#### Required work
The lines to transcribe begin with the one containing "Annotate each instance of the cypress" and end with the last line below; reproduce them exactly, without the pictures.

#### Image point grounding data
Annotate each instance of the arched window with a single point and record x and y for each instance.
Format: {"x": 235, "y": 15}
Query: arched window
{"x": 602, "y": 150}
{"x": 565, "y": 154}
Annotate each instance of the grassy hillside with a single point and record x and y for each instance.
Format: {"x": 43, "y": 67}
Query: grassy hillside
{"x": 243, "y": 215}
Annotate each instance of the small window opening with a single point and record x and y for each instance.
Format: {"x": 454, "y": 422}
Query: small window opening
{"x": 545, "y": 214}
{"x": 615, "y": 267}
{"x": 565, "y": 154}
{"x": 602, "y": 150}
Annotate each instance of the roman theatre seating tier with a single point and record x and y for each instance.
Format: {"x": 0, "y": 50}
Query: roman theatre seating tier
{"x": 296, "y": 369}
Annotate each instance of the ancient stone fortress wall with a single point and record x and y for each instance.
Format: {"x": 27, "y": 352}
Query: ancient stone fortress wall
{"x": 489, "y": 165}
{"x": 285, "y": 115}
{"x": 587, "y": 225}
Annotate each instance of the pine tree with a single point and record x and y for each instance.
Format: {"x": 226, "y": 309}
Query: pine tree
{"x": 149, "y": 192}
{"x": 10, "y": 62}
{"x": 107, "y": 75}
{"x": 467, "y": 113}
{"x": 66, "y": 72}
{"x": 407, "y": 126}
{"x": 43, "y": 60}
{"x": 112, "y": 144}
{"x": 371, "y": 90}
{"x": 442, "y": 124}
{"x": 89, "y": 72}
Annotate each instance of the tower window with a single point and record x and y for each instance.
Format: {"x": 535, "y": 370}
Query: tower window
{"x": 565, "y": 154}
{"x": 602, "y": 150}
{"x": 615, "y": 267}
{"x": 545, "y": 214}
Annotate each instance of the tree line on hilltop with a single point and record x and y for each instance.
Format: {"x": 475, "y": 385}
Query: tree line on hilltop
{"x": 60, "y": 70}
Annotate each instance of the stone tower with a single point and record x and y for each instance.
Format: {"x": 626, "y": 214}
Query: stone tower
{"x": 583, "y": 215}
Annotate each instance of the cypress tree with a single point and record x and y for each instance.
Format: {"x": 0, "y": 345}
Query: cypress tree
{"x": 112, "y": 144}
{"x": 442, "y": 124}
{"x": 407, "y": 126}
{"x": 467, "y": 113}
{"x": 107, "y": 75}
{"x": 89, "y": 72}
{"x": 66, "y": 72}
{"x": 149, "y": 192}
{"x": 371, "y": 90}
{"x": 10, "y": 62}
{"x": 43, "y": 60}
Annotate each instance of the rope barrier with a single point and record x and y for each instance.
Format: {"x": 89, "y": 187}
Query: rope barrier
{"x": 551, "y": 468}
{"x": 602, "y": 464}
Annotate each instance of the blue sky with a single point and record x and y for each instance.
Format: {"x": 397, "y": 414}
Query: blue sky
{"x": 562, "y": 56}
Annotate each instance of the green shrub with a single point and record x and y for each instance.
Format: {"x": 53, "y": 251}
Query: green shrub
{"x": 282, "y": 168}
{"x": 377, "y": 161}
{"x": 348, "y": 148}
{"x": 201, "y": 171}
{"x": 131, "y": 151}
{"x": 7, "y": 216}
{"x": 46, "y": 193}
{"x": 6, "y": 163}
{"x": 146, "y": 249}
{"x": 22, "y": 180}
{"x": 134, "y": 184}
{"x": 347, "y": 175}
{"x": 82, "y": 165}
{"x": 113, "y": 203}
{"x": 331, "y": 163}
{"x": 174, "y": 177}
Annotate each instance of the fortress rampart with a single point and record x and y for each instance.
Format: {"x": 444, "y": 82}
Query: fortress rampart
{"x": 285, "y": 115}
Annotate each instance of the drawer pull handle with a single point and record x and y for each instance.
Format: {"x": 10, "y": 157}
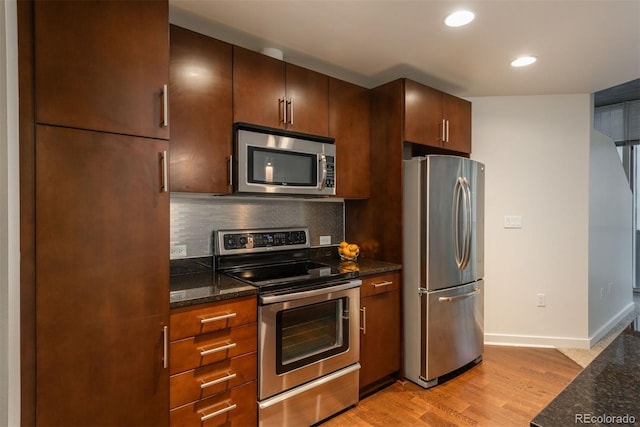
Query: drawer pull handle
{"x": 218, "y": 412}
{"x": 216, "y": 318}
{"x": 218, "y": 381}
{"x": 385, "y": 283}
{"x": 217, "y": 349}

#### Exercise output
Annotate each instance of the cypress tree with a single point and record x and y for each instance.
Format: {"x": 0, "y": 345}
Query: cypress tree
{"x": 112, "y": 144}
{"x": 442, "y": 124}
{"x": 407, "y": 126}
{"x": 467, "y": 113}
{"x": 107, "y": 75}
{"x": 89, "y": 72}
{"x": 66, "y": 72}
{"x": 149, "y": 192}
{"x": 371, "y": 90}
{"x": 10, "y": 62}
{"x": 43, "y": 60}
Annotate each instance of the rope barrier with a single point and record x and y for each instance.
Format: {"x": 89, "y": 187}
Query: rope barrier
{"x": 551, "y": 468}
{"x": 602, "y": 464}
Annotate each instance of the blue sky with a single point and record x and y for each instance.
Format: {"x": 397, "y": 414}
Query: blue sky
{"x": 562, "y": 56}
Annotate each instance of the green shrub with a single point and record x and y for each instance.
Format: {"x": 53, "y": 251}
Query: green shrub
{"x": 282, "y": 168}
{"x": 377, "y": 161}
{"x": 348, "y": 148}
{"x": 201, "y": 171}
{"x": 131, "y": 151}
{"x": 7, "y": 216}
{"x": 46, "y": 193}
{"x": 6, "y": 163}
{"x": 146, "y": 249}
{"x": 22, "y": 180}
{"x": 134, "y": 184}
{"x": 347, "y": 175}
{"x": 82, "y": 165}
{"x": 113, "y": 203}
{"x": 331, "y": 163}
{"x": 174, "y": 177}
Annotate each instance of the fortress rampart with a single point and record x and y for each instance.
Format: {"x": 444, "y": 82}
Query: fortress rampart
{"x": 285, "y": 115}
Annotate each instance of the drawer pull handle with a single point and record x and y for each instance.
Format: {"x": 10, "y": 157}
Query: drawer pull handle
{"x": 218, "y": 412}
{"x": 216, "y": 318}
{"x": 218, "y": 381}
{"x": 385, "y": 283}
{"x": 217, "y": 349}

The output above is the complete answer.